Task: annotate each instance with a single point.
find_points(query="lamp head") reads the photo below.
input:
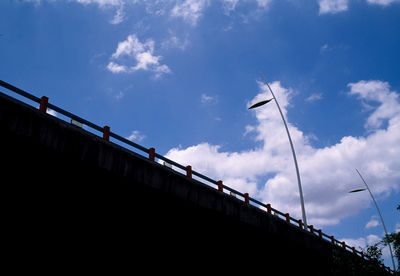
(357, 190)
(260, 103)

━━━━━━━━━━━━━━━━━━━━

→ **Written instruction**
Rewrite all of the material above as a JSON list of strings, with one string per line and no blank lines. Leave out any images.

→ **Exercise answer**
[
  "Task: annotate each instance with a single point.",
  "find_points(query=\"lamp head\") reads the photo below.",
  "input:",
  "(357, 190)",
  "(260, 103)"
]